Return every one of the lines below word for word, leaving out the pictures.

━━━ Material for this task

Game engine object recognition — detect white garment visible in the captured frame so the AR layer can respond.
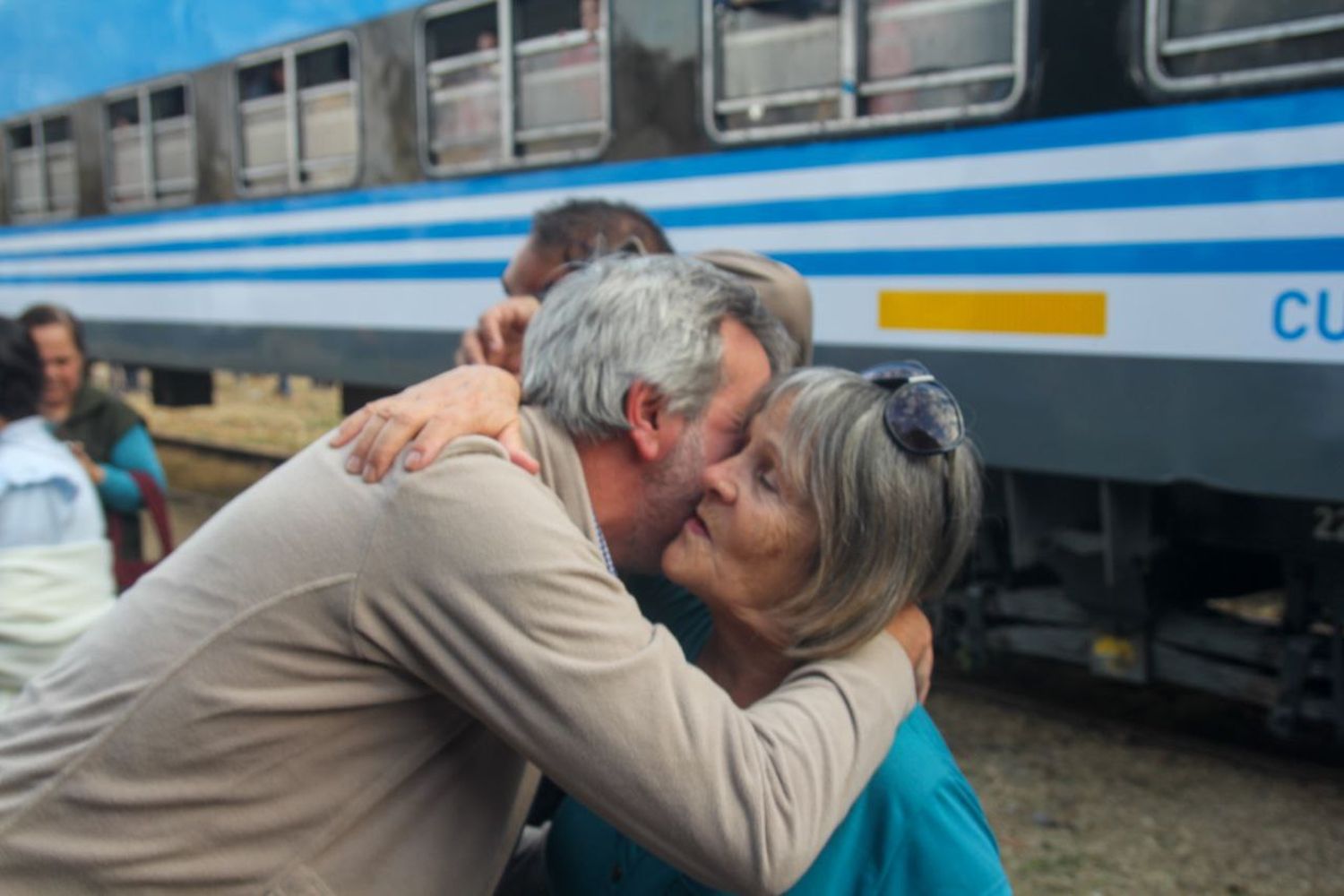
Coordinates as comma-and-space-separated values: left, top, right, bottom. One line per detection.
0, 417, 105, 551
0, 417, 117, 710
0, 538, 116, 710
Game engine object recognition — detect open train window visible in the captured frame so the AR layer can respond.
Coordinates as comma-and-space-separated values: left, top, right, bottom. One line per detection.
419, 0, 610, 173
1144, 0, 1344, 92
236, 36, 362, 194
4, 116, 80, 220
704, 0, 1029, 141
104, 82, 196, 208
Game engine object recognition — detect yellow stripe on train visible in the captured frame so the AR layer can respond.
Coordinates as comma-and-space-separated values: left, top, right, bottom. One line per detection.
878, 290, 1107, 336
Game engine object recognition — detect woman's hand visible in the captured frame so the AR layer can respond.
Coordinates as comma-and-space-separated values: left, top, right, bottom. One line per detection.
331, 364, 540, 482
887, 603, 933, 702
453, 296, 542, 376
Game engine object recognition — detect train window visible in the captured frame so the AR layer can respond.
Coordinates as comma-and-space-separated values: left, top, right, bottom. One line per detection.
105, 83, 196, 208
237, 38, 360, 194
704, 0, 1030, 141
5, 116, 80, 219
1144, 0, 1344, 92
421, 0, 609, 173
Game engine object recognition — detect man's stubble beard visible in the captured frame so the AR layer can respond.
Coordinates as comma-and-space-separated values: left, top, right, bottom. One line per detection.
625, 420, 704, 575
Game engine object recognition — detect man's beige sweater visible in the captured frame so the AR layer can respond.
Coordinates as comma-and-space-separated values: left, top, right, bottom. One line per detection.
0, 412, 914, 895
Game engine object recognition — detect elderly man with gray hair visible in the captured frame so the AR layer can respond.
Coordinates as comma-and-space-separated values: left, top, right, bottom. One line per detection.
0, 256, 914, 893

━━━━━━

* _Output for this task_:
Game engine object recognition — detect white garment visible in the captured frame so the AR layer can respond.
Coordinates as comma-and-space-separated values: left, top, right, bottom. One line per detection.
0, 417, 105, 551
0, 417, 117, 710
0, 538, 116, 710
Game engine object recognition — detect open train window visible in the captured frame so the AR layer can respond.
Coordinates as comma-and-space-separated values: left, top, right, bottom. One line per detection.
419, 0, 610, 173
1144, 0, 1344, 92
236, 36, 362, 194
4, 116, 80, 220
704, 0, 1029, 141
104, 82, 196, 208
Game engine object recognition — detect yellow stripe on train visible in the captured frame so the AR layer can respond.
Coordinates as comma-and-space-separated values: left, top, right, bottom. One line per detection.
878, 290, 1107, 336
Game engine object recognition — detect woman's hand visible in the captured frame so the AR layer can respond.
Coordinates as comma-and-space-separated values: left, top, right, bottom. One line per detection.
331, 364, 540, 482
887, 603, 933, 702
453, 296, 542, 376
Game engine object recognition — detect train window visible in the captured frame so the AR layer can respond.
Coordinates as comma-and-space-separated values: left, top, right, bottom. One line per detection.
105, 83, 196, 208
237, 38, 360, 194
704, 0, 1030, 141
5, 116, 80, 219
1144, 0, 1344, 92
421, 0, 609, 173
Game engine object recognition — detect man's stubble beard visible in the captured frame so the AR layer can respond.
Coordinates as comma-and-space-separated values: left, top, right, bottom. One line per detection.
625, 420, 704, 575
Game engine object recognition — detect man's beige sweater visible in the captured frame so the AR layer can respond.
Coordinates as comma-and-space-separated values: left, top, right, bottom. One line per detection.
0, 412, 914, 895
Game engine object recognition — detect elderly man with gray hair visible in the captured frame so the AR layer can respond.
Coordinates as comma-and-space-separated values: left, top, right, bottom. One line per detection.
0, 256, 914, 893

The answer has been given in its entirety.